- TASK DIRECTIONS: Copy the listing below line for line, with nothing changed.

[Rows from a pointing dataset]
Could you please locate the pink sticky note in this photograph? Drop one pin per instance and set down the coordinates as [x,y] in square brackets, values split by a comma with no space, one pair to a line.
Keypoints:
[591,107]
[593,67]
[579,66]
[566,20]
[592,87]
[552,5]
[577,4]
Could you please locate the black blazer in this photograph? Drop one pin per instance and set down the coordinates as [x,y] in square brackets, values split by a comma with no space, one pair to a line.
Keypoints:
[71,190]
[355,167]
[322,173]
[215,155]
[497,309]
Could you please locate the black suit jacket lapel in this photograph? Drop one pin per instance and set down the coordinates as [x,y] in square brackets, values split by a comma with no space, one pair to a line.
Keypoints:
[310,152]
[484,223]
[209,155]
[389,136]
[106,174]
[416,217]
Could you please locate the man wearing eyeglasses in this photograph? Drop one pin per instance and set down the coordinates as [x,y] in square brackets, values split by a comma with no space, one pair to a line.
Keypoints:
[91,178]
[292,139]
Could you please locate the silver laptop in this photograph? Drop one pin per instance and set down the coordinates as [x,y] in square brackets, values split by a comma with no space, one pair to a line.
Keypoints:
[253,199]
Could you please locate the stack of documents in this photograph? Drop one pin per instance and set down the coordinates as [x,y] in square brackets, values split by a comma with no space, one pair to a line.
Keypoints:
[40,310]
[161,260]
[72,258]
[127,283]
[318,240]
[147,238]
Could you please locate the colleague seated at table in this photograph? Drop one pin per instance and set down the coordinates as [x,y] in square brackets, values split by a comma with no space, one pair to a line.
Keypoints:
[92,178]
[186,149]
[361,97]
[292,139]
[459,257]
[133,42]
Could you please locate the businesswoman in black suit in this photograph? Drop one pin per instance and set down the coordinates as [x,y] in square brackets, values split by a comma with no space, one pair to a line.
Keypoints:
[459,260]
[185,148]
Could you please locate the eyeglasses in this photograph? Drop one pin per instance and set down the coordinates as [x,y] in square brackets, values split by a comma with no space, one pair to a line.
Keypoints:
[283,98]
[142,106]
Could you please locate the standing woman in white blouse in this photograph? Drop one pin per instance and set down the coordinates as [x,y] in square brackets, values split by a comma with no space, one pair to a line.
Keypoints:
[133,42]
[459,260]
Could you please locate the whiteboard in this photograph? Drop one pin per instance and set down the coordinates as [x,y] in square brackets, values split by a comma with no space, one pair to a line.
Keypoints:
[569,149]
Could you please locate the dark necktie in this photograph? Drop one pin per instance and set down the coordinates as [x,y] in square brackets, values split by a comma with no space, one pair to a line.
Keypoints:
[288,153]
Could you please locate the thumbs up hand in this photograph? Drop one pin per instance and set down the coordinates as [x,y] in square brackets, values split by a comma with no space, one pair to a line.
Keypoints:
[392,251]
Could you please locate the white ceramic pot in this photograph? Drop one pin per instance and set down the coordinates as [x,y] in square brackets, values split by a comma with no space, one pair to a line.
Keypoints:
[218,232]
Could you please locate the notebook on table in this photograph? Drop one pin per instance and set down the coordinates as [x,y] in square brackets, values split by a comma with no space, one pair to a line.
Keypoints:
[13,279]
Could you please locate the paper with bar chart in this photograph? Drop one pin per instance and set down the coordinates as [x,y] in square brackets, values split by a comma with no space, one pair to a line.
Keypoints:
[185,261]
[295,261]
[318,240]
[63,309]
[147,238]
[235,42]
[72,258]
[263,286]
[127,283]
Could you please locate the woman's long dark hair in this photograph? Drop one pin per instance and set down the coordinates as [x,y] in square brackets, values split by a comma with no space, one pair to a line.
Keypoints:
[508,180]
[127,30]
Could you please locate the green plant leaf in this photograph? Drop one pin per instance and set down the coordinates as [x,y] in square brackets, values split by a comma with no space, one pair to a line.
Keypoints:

- THE COMPLETED TASK:
Could you please locate the pink sticky note in this photograph? Drop one pin per instance and set down the coordinates as [x,y] in square brackets, values split by a comma with no space, one pair to a line.
Keypoints:
[591,107]
[593,67]
[579,66]
[566,20]
[592,87]
[552,5]
[577,4]
Could you please locate the black blazer in this photograph? Drop one pin per instance and set down the coordinates as [x,y] in square brackets, values split by a comma with no space, one pair to a line.
Keypoints:
[71,190]
[355,167]
[322,173]
[215,155]
[497,309]
Could you please locate the black suit jacket lapel in this photograph? Drop one pin per instance and set down the coordinates as [x,y] in square brackets, values split by a comma with no space, one pair to a line.
Keypoints:
[310,152]
[484,223]
[209,155]
[389,136]
[106,174]
[416,217]
Could you please locate the man wearing eyeglasses in this photograph? Drop one pin per instance and set down the coordinates as [x,y] in square brackets, values split by a comma with no space, one pair to a line.
Keypoints:
[91,178]
[292,139]
Could you please locate the silver laptop in this photograph? Drop one pin per instance and set down the coordinates as [x,y] in square brackets, values split by a comma with no space, one pair to a line.
Keypoints:
[253,199]
Could you please locate the stack of documents in this photograph? Drop one pin per instance and set down the coordinates as [x,y] in square brackets, values split by a comma with no space, one pair to a line.
Keypoints:
[40,310]
[161,260]
[72,258]
[127,283]
[318,240]
[147,238]
Could you please locate the colleague seated at table in this photograph? Drop one pin per instance and set down the coordinates as [x,y] in square brackets, values split by a comma with no space, one pair to a line.
Keypoints:
[92,178]
[186,149]
[361,97]
[292,139]
[459,257]
[133,42]
Could you please locate the businesswoman in black suit in this photograph? Drop one pin per instance and set down the coordinates as [x,y] in square brackets, values split by a comma with no space, one pair to a line.
Keypoints:
[459,260]
[185,148]
Could you please locate the eyeglasses in this photograph? Drop one pin per instance and set down the coordinates as [x,y] in square brackets, values split by a comma with no space, one pair to a line.
Keypoints:
[283,98]
[142,106]
Could you please locate the standing woman in white blouse in this photograph? Drop one pin per instance and set down the coordinates as [x,y] in square brackets, values split by a comma with no space, one pair to a line.
Keypoints:
[133,42]
[459,260]
Could you please locate the whiteboard in this photograph? Drop one pin per instance and set down the coordinates as [x,y] in square brackets, values split by a comma with no space, one pair to a line.
Keypoints:
[569,149]
Could you please locate the dark necktie in this photograph? Drop one pin per instance and set down the coordinates as [x,y] in square brackets, values split by a comma with no space, one pair to a line.
Keypoints:
[288,153]
Could you please locate the thumbs up hand in this photograph? Drop one pin per instance and set down the coordinates as [x,y] in square brackets, values split by a comma with no space, one pair to a line.
Keypoints:
[392,251]
Could you please locate the white ceramic pot in this photograph? Drop one pin per instance and set down the coordinates as [x,y] in square brackets, values split by a comma with no space, one pair to a line.
Keypoints:
[218,232]
Could you please locate the notebook on table in this photograph? Drop one pin per instance and set down the coordinates as [x,y] in square brackets, values split by a comma with no space, one pair to a line.
Keypoints:
[13,279]
Could you please locate the paper with bar chart in this photograph? Drop one pin per instance and set down the coordinates as [x,y] in square brackets, values split by a comma with no space, one pair to a line.
Keypoints:
[185,261]
[295,261]
[318,240]
[63,309]
[147,238]
[235,42]
[72,258]
[263,286]
[127,283]
Could you please locate the woman's long dark hair in this photograph? Drop one pin per instance and set down the coordinates as [x,y] in square brackets, values split by a comma with no space, one pair to a line.
Keypoints:
[508,180]
[127,30]
Could you please locate the green plant leaf in this photograph? Drop one pin per instance and set down the coordinates as [x,y] in square brackets, values split by a comma with no space, one pair to a line.
Keypoints:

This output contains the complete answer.